▶ _EXERCISE AIM_:
The answer should contain each record below, repeated exactly.

▶ _RECORDED INFORMATION_:
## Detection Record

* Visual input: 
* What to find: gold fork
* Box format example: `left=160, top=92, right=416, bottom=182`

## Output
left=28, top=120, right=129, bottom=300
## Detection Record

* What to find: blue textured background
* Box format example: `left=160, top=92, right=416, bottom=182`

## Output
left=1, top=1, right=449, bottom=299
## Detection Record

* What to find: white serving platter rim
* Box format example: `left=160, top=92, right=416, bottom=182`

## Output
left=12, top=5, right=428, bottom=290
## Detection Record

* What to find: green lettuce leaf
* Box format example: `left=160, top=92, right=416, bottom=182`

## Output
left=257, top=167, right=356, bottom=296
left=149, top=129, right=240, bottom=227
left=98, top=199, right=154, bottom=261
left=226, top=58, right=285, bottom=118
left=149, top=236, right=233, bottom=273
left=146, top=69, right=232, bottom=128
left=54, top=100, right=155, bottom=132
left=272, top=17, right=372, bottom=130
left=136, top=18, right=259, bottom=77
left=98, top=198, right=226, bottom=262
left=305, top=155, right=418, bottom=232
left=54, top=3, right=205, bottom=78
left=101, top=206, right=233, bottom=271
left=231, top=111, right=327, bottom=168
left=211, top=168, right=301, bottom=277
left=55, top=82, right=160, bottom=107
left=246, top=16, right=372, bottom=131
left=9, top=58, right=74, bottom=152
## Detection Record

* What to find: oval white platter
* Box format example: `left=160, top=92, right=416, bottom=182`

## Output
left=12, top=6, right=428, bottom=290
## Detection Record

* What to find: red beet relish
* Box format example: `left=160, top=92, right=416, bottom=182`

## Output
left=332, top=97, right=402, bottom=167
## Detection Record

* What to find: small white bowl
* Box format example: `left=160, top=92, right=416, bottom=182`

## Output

▶ _RESULT OF THIS EXERCISE_:
## Detection Record

* Visual input: 
* What to find: gold fork
* Box format example: `left=160, top=92, right=416, bottom=182`

## Output
left=28, top=120, right=129, bottom=300
## Detection Record

* What to find: blue textured background
* Box format example: `left=160, top=92, right=416, bottom=182`

## Output
left=1, top=1, right=449, bottom=299
## Detection Record

* What to find: white serving platter rim
* Box format example: `left=160, top=92, right=416, bottom=182`

## Output
left=12, top=5, right=428, bottom=290
## Detection Record

* What to find: green lettuce leaf
* Box format example: `left=160, top=92, right=416, bottom=182`

## Output
left=257, top=167, right=356, bottom=296
left=149, top=129, right=240, bottom=227
left=98, top=199, right=154, bottom=261
left=226, top=58, right=285, bottom=118
left=149, top=236, right=233, bottom=273
left=146, top=69, right=232, bottom=128
left=54, top=100, right=155, bottom=132
left=272, top=17, right=372, bottom=130
left=136, top=18, right=259, bottom=77
left=98, top=198, right=226, bottom=262
left=305, top=155, right=418, bottom=232
left=54, top=3, right=205, bottom=78
left=101, top=206, right=233, bottom=271
left=231, top=111, right=327, bottom=168
left=211, top=168, right=301, bottom=277
left=55, top=82, right=160, bottom=107
left=246, top=16, right=372, bottom=131
left=9, top=58, right=74, bottom=152
## Detection Record

* What to find: oval white platter
* Box format example: `left=160, top=92, right=416, bottom=182`

## Output
left=12, top=6, right=428, bottom=290
## Detection Record

* What to find: red beet relish
* Box format example: `left=160, top=92, right=416, bottom=182`

## Output
left=332, top=97, right=402, bottom=167
## Detection Record

* What to find: small white bowl
* Box format example: `left=160, top=92, right=416, bottom=182`

## Output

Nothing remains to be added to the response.